Weight control and regular exercise are important tools in maintaining a healthy heart—but the food you eat is just as important. Experts say that eating a heart-healthy diet can reduce your risk of heart disease or stroke by 80%.
So, what can you do to reduce your risk? By understanding how your food choices impact your heart health, you may be able to prevent or manage heart disease and high blood pressure.
Learn which foods and methods of cooking are healthiest for your heart, and you can take greater control over the quality and length of your life.
Tip: cut out saturated and trans fat.
Of all the possible improvements you can make to your diet, limiting saturated fats and cutting out trans fats entirely is perhaps the most important. Both types of fat raise your LDL, or “bad” cholesterol level, which can increase your risk for heart attack and stroke.
By reading labels, limiting your solid fats and substituting lower fat products (like using plain yogurt in place of sour cream), you can learn to control how much saturated and trans fats you take in.
Common transfat sources include: crackers, doughnuts, French fries, cookies, pastries, cakes, margarine, chocolate, shortening and fried foods.
While saturated and trans fats are roadblocks to a healthy heart, unsaturated fats are essential for good health. You just have to know the difference. Good fats include:
Omega 3 Fatty Acids. Fatty fish like salmon, trout or herring and flaxseed, canola oil or walnuts all contain polyunsaturated fats that are vital for the body.
Omega 6 Fatty Acids. Vegetable oils, soy nuts, and many types of seeds all contain healthy fats.
Monounsaturated fats. Almonds, cashews, peanuts, pecans, and butters made from these nuts, as well as avocadoes, are all great sources of “good” fat.

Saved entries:
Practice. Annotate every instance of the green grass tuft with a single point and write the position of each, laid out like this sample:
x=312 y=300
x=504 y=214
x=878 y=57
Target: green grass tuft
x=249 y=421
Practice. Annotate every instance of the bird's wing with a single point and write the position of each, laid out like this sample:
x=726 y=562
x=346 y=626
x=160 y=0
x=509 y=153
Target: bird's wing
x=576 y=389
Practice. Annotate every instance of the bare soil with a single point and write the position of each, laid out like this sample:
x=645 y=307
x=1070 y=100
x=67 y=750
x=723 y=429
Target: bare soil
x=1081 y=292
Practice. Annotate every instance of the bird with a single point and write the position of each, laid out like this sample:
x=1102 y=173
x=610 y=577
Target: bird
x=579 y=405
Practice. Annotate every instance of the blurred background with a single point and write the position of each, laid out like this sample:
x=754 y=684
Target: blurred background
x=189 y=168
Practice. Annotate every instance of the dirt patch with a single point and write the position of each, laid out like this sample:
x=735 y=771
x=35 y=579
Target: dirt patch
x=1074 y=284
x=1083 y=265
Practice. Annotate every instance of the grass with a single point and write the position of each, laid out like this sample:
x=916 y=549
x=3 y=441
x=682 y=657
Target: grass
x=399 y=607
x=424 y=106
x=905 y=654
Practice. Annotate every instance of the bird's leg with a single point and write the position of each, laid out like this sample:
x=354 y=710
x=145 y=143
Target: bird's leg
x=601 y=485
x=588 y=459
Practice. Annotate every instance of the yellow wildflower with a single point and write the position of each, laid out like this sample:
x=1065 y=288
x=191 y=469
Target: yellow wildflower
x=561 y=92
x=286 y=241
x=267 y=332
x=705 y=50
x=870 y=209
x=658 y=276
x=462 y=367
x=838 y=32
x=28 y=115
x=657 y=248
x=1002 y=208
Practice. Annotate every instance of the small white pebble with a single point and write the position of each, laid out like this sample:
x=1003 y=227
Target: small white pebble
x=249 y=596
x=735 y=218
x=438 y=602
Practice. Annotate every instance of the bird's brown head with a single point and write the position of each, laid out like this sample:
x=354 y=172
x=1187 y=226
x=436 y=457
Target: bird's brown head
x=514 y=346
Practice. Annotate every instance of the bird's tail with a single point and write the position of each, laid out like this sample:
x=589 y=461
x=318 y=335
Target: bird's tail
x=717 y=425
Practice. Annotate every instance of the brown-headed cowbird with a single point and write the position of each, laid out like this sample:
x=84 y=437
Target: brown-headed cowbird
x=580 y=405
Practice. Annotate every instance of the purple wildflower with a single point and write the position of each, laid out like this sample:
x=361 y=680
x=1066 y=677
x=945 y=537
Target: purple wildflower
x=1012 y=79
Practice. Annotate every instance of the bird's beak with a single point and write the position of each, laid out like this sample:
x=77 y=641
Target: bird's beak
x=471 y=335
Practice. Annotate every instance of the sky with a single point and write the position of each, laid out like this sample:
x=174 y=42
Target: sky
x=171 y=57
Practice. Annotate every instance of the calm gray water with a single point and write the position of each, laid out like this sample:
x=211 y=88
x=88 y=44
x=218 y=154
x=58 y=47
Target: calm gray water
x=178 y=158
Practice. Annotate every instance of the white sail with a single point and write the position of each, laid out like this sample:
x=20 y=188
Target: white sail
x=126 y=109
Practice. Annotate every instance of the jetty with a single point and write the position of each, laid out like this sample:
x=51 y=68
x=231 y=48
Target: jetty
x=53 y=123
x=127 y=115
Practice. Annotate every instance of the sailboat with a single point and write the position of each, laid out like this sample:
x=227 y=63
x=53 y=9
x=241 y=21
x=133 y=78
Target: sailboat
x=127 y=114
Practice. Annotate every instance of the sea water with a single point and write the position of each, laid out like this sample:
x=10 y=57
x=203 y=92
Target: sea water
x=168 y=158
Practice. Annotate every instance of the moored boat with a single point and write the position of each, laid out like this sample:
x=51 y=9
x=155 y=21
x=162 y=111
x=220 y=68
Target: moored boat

■ **Exercises to complete**
1 > Rewrite the paragraph of the text on heart-healthy eating that begins "Of all the possible improvements" as a short bulleted list that keeps its main facts.
2 > For each statement, answer yes or no as to whether the text on heart-healthy eating supports it, and quote the deciding words from the text.
(a) A heart-healthy diet can reduce the risk of heart disease or stroke by 80%.
(b) Margarine appears among the common sources of trans fat.
(c) Walnuts are given as a source of monounsaturated fats.
3 > Print the part of the text on heart-healthy eating from "So, what can" up to and including "of your life.".

■ **Answer set**
1 >
- Limiting saturated fats and cutting out trans fats entirely is perhaps the most important diet improvement.
- Both types of fat raise LDL, or "bad," cholesterol.
- Higher LDL can increase the risk of heart attack and stroke.

2 >
(a) Yes: "eating a heart-healthy diet can reduce your risk of heart disease or stroke by 80%"
(b) Yes: "Common transfat sources include: crackers, doughnuts, French fries, cookies, pastries, cakes, margarine"
(c) No: "flaxseed, canola oil or walnuts all contain polyunsaturated fats"

3 >
So, what can you do to reduce your risk? By understanding how your food choices impact your heart health, you may be able to prevent or manage heart disease and high blood pressure.
Learn which foods and methods of cooking are healthiest for your heart, and you can take greater control over the quality and length of your life.